- **Source material**:
-*-*-
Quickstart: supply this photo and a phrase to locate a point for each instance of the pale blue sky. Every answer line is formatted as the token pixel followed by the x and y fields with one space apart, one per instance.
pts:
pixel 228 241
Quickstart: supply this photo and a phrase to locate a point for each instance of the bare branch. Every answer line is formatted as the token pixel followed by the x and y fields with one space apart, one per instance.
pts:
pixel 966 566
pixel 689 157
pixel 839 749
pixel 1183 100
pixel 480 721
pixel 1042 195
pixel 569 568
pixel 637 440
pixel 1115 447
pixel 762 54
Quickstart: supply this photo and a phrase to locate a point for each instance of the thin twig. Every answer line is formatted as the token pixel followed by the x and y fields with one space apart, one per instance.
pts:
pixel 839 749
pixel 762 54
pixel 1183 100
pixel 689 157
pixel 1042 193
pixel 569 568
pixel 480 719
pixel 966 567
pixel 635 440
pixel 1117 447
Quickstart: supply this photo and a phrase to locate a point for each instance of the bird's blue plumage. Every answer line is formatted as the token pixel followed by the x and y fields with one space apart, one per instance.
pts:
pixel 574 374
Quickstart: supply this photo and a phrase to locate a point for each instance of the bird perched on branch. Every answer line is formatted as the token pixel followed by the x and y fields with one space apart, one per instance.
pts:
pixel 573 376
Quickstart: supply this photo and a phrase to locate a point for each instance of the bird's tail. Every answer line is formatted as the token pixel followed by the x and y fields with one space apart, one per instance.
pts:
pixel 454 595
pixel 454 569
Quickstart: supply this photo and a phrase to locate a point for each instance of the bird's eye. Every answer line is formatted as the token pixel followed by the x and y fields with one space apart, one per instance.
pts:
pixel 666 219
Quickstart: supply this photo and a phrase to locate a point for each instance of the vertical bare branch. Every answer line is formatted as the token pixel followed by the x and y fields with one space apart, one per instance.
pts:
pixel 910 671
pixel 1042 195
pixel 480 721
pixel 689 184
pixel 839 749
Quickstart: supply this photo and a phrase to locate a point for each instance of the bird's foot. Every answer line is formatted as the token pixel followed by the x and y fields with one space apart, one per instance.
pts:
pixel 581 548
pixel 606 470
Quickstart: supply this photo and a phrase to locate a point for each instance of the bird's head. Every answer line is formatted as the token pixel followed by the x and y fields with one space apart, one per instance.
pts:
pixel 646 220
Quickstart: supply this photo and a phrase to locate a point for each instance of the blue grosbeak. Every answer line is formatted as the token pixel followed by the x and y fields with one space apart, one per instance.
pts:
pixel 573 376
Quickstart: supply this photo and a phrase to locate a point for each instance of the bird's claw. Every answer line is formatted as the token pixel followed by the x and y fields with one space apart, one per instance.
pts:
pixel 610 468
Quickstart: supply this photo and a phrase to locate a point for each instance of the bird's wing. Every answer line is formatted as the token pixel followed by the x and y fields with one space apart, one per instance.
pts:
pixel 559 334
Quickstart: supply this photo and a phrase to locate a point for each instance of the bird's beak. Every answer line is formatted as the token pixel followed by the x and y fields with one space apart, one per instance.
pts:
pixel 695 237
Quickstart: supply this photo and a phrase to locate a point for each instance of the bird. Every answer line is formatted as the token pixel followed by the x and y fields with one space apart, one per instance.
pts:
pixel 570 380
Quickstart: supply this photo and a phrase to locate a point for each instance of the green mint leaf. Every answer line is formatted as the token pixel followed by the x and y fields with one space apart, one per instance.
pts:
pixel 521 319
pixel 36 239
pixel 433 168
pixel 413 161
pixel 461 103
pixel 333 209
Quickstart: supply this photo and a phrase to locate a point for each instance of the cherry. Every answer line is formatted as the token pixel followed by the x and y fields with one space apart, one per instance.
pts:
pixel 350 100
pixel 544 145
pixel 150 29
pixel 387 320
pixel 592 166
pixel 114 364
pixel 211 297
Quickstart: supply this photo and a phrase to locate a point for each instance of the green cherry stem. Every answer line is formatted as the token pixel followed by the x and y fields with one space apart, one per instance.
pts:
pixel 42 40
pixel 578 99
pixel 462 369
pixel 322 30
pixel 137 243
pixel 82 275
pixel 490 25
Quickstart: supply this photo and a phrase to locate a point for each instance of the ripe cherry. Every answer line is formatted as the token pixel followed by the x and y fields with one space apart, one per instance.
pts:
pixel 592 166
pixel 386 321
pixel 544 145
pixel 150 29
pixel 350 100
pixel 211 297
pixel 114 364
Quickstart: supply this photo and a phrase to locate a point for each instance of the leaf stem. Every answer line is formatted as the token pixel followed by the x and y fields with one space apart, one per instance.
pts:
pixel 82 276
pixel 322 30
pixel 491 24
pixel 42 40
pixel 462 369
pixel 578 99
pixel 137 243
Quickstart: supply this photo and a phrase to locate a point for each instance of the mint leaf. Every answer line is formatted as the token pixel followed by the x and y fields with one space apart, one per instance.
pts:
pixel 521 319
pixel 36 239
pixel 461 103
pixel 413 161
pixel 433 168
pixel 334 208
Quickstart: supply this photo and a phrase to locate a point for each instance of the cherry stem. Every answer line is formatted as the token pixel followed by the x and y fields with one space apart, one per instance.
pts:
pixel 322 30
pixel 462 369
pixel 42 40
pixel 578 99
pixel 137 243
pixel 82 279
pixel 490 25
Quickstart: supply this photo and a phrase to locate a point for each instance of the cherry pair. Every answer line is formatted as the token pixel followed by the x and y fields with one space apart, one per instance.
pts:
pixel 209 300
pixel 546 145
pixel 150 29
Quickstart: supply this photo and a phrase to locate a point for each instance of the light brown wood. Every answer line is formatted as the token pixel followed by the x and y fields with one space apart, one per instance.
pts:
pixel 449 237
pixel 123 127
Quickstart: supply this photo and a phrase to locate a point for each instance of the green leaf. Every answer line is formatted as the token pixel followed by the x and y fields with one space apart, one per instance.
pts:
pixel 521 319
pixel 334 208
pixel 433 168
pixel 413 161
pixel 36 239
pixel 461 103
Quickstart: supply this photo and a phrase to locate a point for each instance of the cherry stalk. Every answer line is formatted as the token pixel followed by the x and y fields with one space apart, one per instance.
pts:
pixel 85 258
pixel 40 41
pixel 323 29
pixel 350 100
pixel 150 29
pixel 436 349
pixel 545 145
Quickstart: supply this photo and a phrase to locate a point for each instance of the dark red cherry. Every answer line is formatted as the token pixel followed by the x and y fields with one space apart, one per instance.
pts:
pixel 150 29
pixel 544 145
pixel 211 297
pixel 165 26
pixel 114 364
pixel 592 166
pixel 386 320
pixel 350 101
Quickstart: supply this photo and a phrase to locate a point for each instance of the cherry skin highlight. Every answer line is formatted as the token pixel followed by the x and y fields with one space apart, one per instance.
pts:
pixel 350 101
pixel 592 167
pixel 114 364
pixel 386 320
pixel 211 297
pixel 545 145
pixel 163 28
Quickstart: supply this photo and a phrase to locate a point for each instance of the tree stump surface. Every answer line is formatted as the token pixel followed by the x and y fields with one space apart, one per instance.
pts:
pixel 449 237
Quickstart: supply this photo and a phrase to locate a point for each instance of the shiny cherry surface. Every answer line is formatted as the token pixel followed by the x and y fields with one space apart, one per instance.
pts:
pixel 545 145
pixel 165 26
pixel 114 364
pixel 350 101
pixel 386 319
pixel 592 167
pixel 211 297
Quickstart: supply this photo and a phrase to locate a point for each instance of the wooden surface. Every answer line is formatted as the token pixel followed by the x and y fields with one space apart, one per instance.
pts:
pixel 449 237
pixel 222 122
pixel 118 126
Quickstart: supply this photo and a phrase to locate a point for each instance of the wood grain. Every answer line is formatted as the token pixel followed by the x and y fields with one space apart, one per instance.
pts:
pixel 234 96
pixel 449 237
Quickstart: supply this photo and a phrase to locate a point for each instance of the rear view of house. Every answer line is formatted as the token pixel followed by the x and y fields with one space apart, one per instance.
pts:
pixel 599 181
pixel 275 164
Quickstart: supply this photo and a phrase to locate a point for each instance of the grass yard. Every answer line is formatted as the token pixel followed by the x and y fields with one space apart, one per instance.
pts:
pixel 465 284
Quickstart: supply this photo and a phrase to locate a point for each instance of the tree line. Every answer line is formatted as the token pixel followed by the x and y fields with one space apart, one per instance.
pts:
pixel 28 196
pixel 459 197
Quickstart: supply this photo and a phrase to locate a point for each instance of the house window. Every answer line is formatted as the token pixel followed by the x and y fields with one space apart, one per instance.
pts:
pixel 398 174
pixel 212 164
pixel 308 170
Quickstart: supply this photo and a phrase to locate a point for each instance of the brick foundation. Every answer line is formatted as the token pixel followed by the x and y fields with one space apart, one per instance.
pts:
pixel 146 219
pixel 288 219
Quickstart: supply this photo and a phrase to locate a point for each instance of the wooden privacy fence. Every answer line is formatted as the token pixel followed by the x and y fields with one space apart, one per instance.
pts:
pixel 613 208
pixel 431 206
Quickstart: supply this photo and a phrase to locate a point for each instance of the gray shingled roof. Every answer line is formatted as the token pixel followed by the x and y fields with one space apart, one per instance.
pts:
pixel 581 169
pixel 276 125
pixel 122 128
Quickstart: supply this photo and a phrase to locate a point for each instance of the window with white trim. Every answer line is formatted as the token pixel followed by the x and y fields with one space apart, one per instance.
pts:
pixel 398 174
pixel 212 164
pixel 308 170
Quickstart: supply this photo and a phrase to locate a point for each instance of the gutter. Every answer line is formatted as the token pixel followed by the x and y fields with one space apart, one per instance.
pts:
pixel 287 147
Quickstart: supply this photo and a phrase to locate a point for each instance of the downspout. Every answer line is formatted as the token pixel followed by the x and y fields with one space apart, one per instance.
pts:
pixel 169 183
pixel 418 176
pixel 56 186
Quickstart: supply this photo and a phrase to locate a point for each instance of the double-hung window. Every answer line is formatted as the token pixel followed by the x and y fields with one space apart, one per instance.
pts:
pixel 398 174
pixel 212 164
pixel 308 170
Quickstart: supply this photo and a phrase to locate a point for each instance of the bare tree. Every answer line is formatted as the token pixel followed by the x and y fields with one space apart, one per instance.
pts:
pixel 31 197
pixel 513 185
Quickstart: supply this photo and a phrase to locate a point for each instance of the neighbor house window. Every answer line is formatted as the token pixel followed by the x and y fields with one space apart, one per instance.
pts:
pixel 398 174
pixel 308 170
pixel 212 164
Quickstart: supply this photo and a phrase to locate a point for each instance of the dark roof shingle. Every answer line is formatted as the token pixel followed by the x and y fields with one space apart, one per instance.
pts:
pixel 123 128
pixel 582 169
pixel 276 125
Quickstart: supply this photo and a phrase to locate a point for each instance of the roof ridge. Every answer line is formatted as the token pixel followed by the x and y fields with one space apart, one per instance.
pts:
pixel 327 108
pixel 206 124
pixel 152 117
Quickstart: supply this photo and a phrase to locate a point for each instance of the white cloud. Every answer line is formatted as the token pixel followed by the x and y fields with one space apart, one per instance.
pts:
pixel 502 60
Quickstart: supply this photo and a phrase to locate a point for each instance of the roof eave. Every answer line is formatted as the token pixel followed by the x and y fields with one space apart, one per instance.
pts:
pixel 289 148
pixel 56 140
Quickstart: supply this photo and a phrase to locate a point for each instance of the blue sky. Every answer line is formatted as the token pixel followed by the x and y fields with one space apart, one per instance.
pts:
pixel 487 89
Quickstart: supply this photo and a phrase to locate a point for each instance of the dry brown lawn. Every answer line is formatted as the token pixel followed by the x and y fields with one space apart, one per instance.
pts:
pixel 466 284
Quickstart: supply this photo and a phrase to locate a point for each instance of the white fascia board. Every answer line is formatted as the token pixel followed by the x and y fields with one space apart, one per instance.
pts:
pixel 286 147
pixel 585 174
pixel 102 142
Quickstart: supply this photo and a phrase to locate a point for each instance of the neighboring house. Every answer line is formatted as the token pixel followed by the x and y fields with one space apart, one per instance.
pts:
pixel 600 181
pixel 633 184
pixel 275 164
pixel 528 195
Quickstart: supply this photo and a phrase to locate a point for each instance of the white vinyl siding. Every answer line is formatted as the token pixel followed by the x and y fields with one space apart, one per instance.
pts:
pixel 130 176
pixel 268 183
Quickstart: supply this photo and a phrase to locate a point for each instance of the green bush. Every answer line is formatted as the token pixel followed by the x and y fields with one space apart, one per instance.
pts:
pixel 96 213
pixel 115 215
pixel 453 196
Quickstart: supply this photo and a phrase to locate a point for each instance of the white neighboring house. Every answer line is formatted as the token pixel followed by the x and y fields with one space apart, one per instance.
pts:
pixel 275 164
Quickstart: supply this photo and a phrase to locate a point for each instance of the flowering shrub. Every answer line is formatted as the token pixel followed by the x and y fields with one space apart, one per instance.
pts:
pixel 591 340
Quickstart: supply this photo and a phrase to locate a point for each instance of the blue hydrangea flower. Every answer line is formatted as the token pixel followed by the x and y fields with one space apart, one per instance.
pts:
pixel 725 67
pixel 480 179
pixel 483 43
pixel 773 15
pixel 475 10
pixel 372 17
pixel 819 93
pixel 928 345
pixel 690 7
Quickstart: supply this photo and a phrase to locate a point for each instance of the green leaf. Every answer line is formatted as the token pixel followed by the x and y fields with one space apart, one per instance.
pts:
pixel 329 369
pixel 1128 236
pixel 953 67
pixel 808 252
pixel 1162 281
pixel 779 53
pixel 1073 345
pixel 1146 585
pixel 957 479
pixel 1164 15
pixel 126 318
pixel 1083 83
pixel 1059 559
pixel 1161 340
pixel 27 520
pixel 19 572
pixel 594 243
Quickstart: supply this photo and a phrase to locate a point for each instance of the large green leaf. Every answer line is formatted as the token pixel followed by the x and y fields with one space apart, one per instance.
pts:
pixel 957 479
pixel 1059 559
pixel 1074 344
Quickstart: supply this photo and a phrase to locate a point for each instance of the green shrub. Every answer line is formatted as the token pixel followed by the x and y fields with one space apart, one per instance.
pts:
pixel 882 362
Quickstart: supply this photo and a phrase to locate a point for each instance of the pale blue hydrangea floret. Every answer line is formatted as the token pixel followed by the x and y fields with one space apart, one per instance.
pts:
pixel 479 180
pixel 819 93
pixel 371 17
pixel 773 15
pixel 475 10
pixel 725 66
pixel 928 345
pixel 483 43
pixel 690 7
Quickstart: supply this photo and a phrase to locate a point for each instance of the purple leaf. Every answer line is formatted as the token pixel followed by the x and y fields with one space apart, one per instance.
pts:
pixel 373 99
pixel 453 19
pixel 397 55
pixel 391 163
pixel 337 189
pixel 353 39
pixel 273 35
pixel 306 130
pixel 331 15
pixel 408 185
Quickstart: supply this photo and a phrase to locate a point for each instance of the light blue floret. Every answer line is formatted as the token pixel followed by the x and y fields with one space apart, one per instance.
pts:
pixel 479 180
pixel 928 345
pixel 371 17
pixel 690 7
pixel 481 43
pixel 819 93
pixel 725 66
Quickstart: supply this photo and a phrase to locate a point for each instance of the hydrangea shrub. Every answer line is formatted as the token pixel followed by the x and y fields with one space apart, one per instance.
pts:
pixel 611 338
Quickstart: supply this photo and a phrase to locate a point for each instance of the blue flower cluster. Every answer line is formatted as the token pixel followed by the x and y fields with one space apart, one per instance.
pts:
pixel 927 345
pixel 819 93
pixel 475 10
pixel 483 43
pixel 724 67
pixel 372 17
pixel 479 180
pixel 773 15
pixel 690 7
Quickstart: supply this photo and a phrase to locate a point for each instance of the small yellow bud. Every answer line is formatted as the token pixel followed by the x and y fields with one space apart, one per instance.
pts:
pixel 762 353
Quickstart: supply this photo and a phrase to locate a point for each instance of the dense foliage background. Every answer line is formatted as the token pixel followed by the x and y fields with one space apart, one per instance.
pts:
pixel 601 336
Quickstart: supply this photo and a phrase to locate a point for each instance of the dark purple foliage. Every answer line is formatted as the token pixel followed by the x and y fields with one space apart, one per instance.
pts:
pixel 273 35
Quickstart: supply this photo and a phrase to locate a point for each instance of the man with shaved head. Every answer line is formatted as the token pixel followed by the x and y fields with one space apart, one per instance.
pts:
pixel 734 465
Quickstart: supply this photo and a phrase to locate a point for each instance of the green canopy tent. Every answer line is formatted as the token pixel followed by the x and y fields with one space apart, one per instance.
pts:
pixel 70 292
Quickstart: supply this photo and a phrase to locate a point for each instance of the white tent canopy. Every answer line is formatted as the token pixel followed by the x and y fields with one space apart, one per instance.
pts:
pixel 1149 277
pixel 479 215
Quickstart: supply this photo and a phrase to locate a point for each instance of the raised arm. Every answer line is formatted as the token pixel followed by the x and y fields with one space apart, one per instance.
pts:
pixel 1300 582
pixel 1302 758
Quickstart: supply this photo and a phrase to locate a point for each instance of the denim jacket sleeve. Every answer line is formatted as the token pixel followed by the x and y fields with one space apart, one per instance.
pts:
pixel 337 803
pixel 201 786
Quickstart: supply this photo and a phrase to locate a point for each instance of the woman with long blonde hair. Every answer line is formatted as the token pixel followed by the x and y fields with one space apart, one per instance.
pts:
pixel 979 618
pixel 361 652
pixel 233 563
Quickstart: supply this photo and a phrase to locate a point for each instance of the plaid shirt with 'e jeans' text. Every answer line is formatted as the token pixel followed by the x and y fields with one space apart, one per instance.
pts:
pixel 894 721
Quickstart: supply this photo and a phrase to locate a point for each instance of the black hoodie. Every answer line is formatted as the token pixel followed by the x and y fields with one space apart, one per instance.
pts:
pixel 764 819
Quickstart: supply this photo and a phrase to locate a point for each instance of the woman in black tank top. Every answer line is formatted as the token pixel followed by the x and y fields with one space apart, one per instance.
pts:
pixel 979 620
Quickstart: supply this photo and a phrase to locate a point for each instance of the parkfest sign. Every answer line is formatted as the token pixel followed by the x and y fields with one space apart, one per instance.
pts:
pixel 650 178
-*-*-
All lines above that contain "mint" are required in the answer.

- **Task result**:
Quickstart: supply this photo and a phrase to locate a point for each instance of the green mint leaf. Every answer line is formatted as the token pixel followed by the x and y fields with one space apart, one per instance.
Quickstart: supply this photo and a phrase to locate a point for each instance of the mint leaf. Every answer line is formatted as the token pixel followed by the x and y fields with one space apart, one per instance.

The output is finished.